[Image point annotation entries]
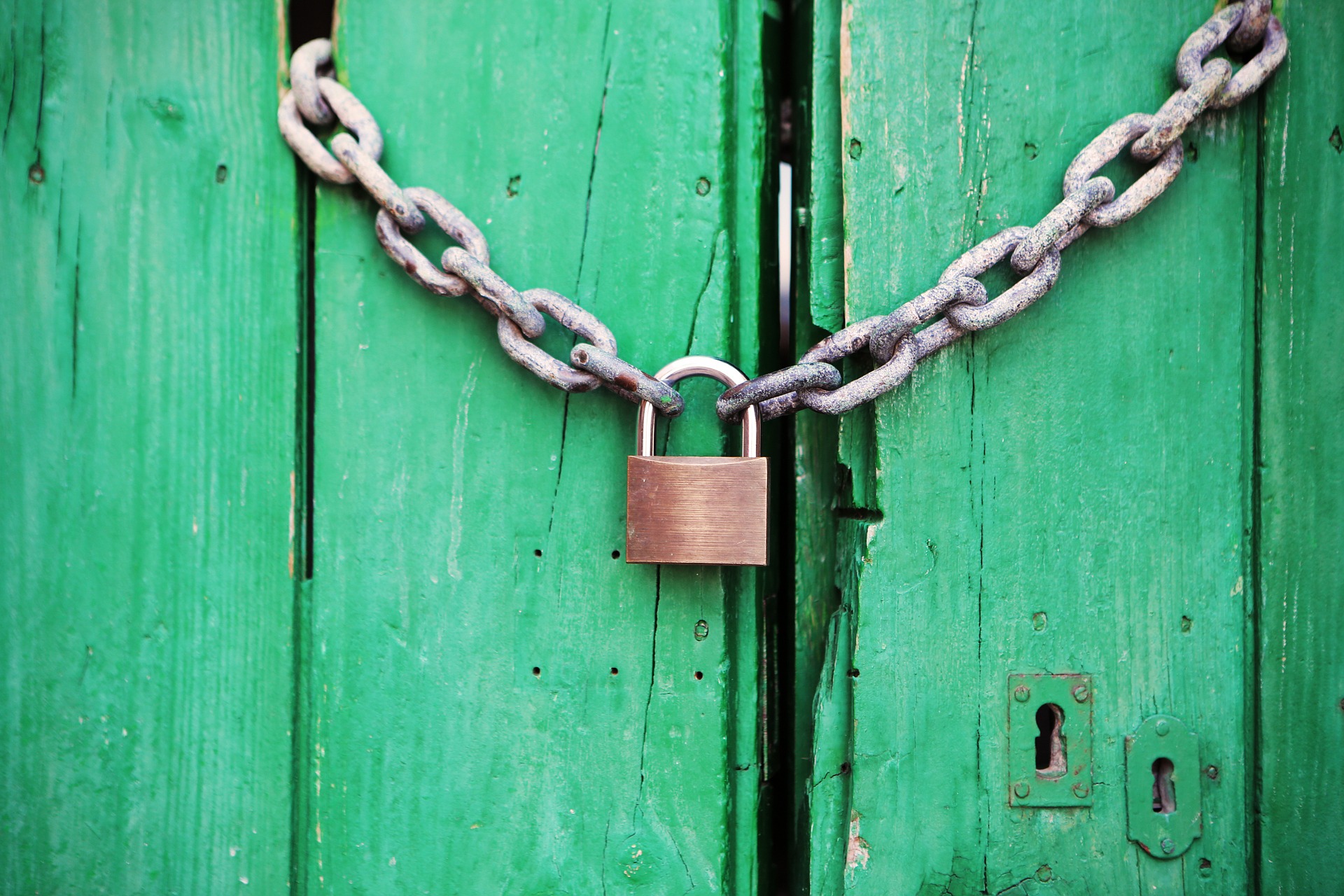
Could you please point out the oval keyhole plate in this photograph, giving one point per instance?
(1161, 771)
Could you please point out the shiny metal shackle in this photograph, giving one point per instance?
(714, 368)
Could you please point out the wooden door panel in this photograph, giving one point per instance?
(147, 383)
(1301, 491)
(496, 700)
(1065, 493)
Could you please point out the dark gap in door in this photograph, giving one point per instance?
(304, 20)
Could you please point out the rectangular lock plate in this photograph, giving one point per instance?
(1050, 734)
(696, 510)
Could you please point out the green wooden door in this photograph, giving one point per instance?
(308, 587)
(496, 701)
(1129, 481)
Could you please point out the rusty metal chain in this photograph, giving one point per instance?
(894, 343)
(894, 340)
(318, 99)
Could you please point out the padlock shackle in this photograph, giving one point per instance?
(714, 368)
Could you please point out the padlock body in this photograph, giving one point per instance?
(696, 510)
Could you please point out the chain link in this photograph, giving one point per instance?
(316, 99)
(892, 340)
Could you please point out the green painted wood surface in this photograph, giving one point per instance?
(1301, 491)
(147, 419)
(1091, 461)
(496, 700)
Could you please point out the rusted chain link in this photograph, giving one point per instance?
(894, 343)
(892, 340)
(316, 99)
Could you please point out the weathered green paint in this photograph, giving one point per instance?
(499, 703)
(147, 419)
(1089, 463)
(1301, 438)
(1136, 480)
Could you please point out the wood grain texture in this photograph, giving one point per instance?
(147, 425)
(498, 701)
(1301, 489)
(1086, 461)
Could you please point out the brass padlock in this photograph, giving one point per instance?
(698, 510)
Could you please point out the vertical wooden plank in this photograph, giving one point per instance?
(498, 701)
(147, 387)
(1301, 435)
(820, 701)
(1084, 463)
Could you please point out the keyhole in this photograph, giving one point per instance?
(1164, 792)
(1050, 746)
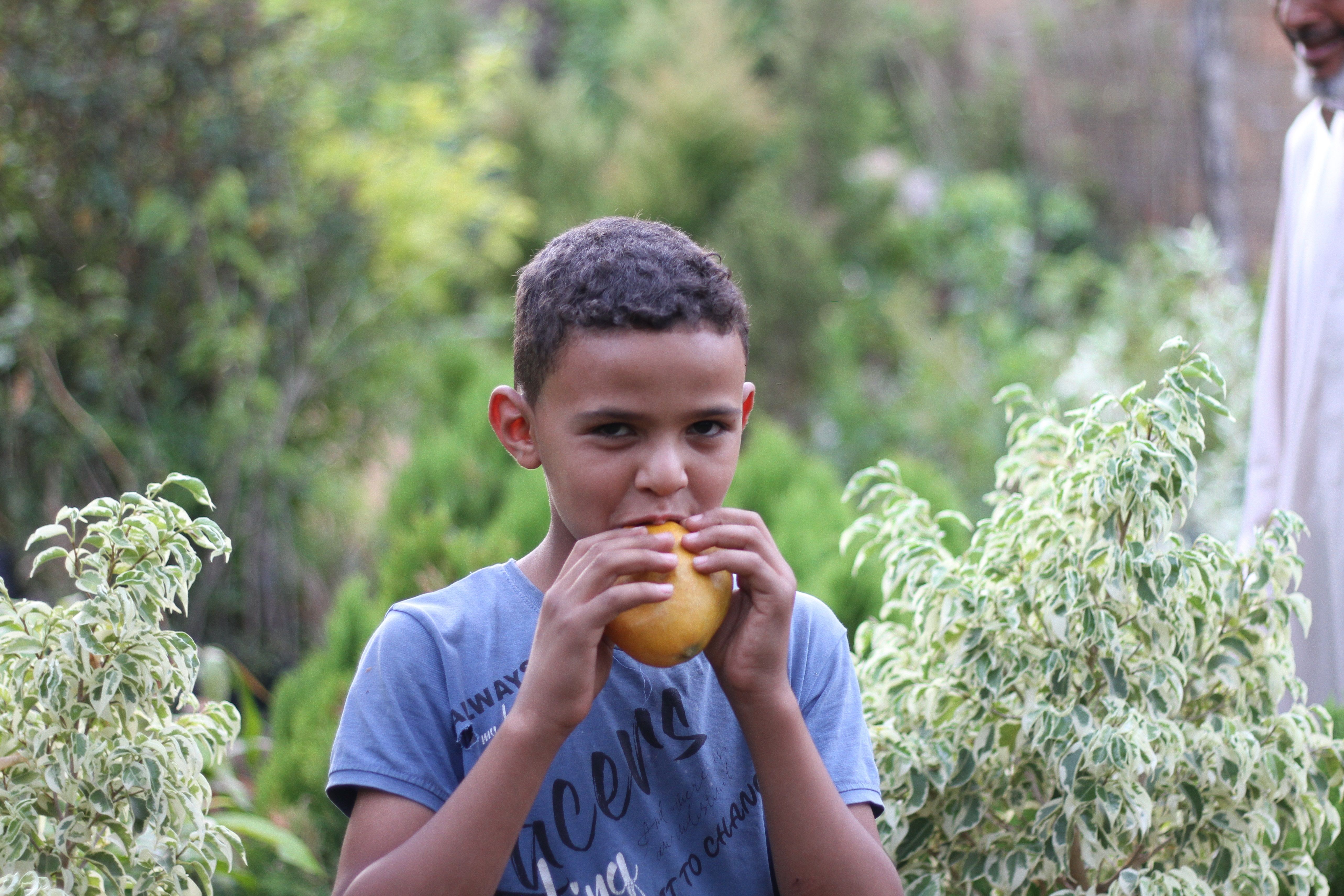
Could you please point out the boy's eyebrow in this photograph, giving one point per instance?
(625, 414)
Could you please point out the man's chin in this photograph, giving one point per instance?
(1330, 89)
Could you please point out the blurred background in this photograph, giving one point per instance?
(272, 244)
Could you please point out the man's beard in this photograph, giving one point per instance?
(1328, 91)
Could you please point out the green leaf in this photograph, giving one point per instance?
(1175, 342)
(45, 532)
(288, 848)
(1221, 867)
(917, 836)
(190, 483)
(48, 555)
(1197, 800)
(966, 769)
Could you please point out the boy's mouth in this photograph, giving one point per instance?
(654, 520)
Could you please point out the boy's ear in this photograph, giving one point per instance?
(511, 418)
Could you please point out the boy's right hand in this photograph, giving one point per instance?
(572, 657)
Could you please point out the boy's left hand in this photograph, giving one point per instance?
(751, 652)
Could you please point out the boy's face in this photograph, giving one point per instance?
(634, 426)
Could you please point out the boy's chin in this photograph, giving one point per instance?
(1330, 91)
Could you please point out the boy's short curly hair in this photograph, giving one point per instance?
(618, 273)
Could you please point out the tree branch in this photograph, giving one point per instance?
(79, 418)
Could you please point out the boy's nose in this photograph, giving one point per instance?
(662, 472)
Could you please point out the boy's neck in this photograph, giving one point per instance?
(543, 563)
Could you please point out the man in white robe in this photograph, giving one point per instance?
(1296, 459)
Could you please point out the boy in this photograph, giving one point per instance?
(497, 706)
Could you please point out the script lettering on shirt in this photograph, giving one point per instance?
(619, 882)
(574, 819)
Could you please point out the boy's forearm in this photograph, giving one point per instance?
(818, 845)
(463, 850)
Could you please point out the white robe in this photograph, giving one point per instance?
(1296, 456)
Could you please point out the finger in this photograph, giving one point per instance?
(745, 565)
(604, 569)
(728, 535)
(619, 598)
(587, 551)
(725, 516)
(613, 539)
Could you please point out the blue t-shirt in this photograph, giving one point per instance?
(654, 793)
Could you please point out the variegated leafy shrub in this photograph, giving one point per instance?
(1087, 702)
(101, 741)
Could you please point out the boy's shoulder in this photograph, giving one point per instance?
(503, 592)
(486, 604)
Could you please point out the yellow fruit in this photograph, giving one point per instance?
(674, 631)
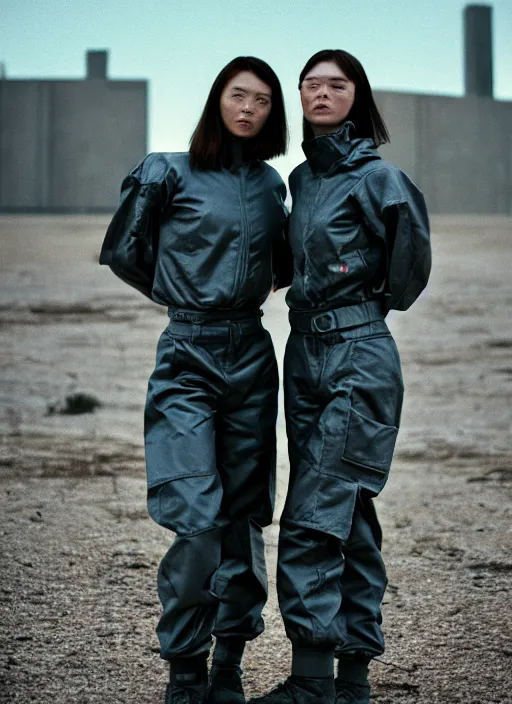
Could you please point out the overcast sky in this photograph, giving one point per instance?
(181, 45)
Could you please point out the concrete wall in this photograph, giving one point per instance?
(66, 145)
(458, 150)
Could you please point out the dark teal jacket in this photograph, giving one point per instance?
(358, 229)
(200, 240)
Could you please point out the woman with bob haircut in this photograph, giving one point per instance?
(359, 234)
(202, 233)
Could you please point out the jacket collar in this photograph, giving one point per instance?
(342, 148)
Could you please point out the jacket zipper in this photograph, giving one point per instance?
(307, 236)
(244, 239)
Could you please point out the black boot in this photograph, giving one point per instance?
(351, 692)
(225, 685)
(351, 683)
(300, 690)
(186, 689)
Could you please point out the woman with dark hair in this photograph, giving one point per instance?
(360, 239)
(202, 233)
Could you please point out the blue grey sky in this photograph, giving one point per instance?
(180, 46)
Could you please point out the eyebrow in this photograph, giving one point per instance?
(244, 90)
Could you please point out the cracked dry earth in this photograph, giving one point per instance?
(79, 555)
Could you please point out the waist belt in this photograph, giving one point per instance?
(336, 319)
(202, 317)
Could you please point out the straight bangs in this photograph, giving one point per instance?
(210, 134)
(364, 114)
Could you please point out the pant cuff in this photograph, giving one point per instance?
(229, 651)
(196, 666)
(312, 663)
(353, 669)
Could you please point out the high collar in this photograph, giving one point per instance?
(342, 148)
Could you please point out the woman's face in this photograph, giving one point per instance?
(327, 96)
(245, 104)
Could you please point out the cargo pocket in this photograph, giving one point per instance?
(322, 501)
(368, 451)
(186, 505)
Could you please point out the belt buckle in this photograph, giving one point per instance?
(323, 322)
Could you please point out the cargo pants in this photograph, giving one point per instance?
(210, 456)
(343, 397)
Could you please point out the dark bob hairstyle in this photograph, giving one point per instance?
(210, 134)
(364, 113)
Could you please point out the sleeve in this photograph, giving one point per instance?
(131, 242)
(393, 208)
(282, 261)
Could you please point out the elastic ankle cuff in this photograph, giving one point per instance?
(228, 651)
(312, 663)
(190, 666)
(352, 669)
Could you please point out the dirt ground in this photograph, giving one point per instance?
(79, 556)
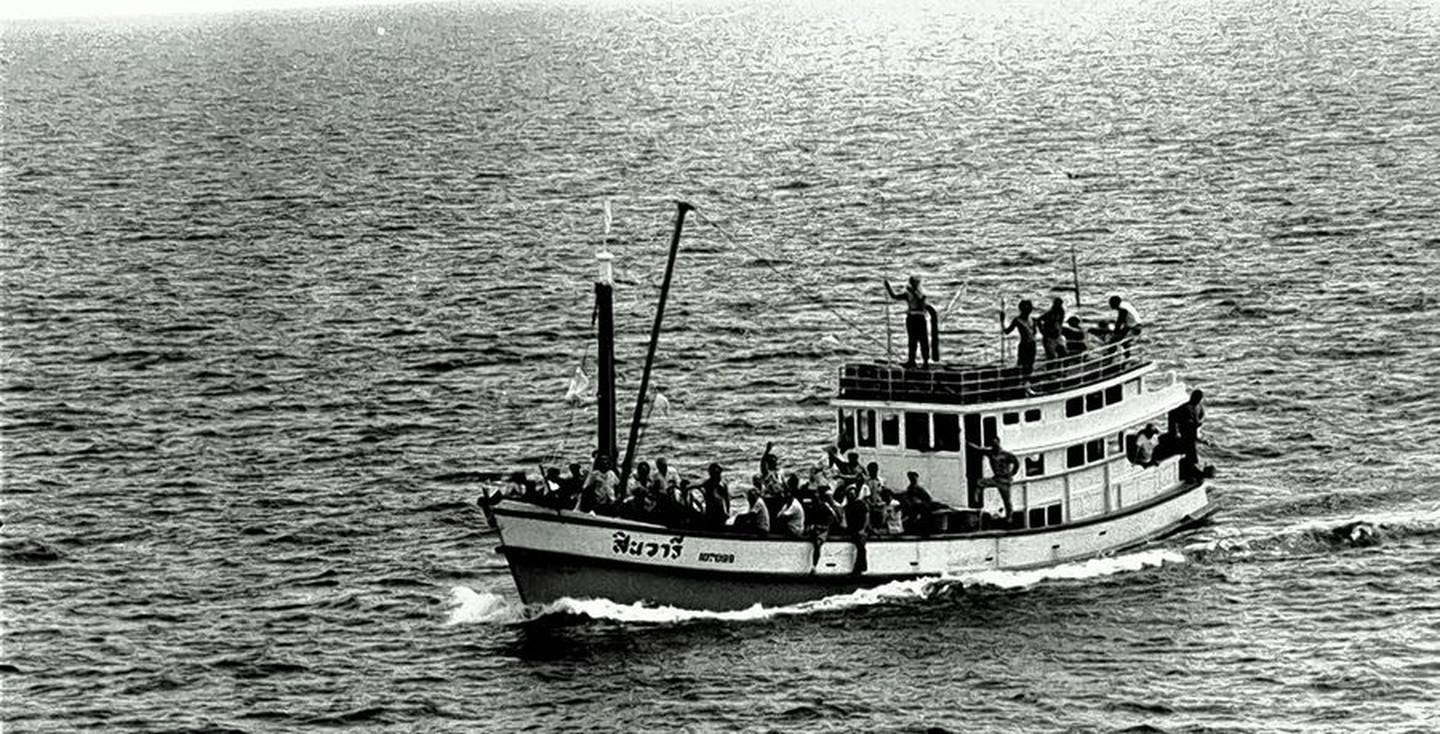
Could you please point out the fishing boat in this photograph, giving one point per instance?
(1079, 492)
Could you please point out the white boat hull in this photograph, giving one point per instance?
(555, 554)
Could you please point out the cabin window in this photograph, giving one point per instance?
(946, 432)
(1095, 451)
(1036, 465)
(847, 431)
(866, 428)
(1040, 517)
(890, 429)
(1037, 518)
(1113, 395)
(918, 431)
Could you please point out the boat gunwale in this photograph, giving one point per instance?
(707, 533)
(848, 579)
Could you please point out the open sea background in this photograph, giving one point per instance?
(277, 284)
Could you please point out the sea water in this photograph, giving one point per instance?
(278, 284)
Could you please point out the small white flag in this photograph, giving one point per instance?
(658, 405)
(579, 389)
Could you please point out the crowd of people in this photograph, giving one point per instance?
(1062, 336)
(834, 495)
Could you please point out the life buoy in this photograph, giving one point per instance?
(1005, 464)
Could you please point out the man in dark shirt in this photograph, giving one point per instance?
(1188, 419)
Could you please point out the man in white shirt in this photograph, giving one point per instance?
(1145, 443)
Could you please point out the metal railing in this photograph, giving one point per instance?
(992, 383)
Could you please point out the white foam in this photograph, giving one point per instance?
(470, 606)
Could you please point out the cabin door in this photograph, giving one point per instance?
(981, 432)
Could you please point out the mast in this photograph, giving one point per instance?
(681, 209)
(605, 333)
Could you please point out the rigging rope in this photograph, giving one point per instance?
(786, 277)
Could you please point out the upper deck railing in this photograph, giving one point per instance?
(971, 384)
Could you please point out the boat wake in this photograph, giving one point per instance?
(1312, 536)
(487, 608)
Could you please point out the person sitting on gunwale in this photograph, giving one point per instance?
(892, 514)
(717, 497)
(850, 472)
(827, 514)
(696, 504)
(670, 478)
(572, 488)
(1074, 336)
(856, 511)
(756, 518)
(599, 492)
(916, 501)
(792, 515)
(1023, 323)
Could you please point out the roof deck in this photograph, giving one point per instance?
(971, 384)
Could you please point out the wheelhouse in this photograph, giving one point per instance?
(1072, 423)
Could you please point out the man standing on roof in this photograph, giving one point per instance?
(1024, 321)
(915, 327)
(1126, 320)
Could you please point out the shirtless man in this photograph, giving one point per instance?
(1023, 323)
(1002, 471)
(915, 327)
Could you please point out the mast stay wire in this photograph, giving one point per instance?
(784, 275)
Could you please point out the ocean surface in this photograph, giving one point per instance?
(278, 285)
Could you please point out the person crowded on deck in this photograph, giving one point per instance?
(916, 501)
(915, 325)
(791, 518)
(1073, 334)
(570, 488)
(827, 514)
(694, 498)
(1026, 324)
(1051, 324)
(856, 511)
(519, 487)
(1126, 320)
(638, 504)
(717, 497)
(599, 492)
(642, 477)
(1002, 471)
(667, 475)
(756, 518)
(552, 488)
(1145, 445)
(869, 490)
(1188, 419)
(850, 472)
(769, 462)
(892, 517)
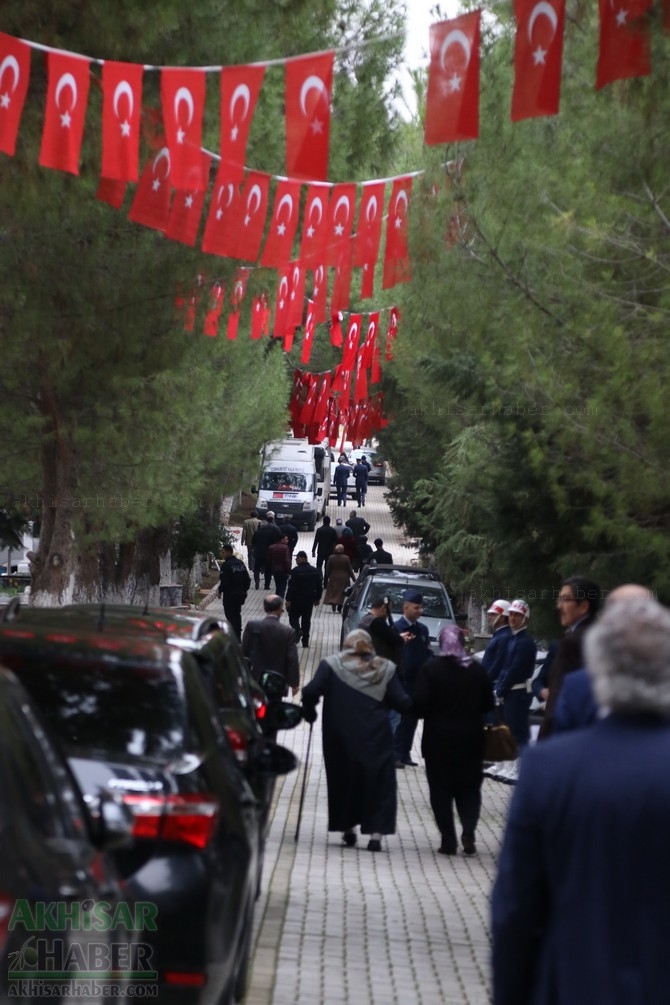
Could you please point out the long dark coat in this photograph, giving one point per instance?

## [Work to do]
Rewrite the lines of the listing from the one containing "Could you please point out the shirtless" through the end of the listing, inclusive, as a JSON list of strings with one string per line and no blank lines. Leave the pictures out.

## [Answer in full]
[
  "Could you please point out the shirtless man in this photograph, giving one point per instance?",
  "(1023, 323)",
  "(1002, 471)",
  "(915, 327)",
  "Could you please point out the mast stay wire in this photograph, giving one point per instance?",
  "(784, 275)",
  "Could you please point out the ocean surface in this photograph, giving one point per instance?",
  "(278, 285)",
  "Could you please point out the person crowded on deck in this photograph, giving one point per instance?",
  "(916, 501)",
  "(915, 325)",
  "(791, 518)",
  "(1073, 334)",
  "(570, 488)",
  "(827, 514)",
  "(694, 498)",
  "(1026, 324)",
  "(1051, 324)",
  "(856, 511)",
  "(519, 487)",
  "(1126, 320)",
  "(638, 504)",
  "(717, 497)",
  "(599, 492)",
  "(642, 477)",
  "(1002, 471)",
  "(667, 475)",
  "(756, 518)",
  "(552, 488)",
  "(1145, 445)",
  "(869, 490)",
  "(1188, 419)",
  "(850, 472)",
  "(769, 462)",
  "(892, 517)",
  "Could you please point out the long dark coat in this photograph, giving one point per instance?"
]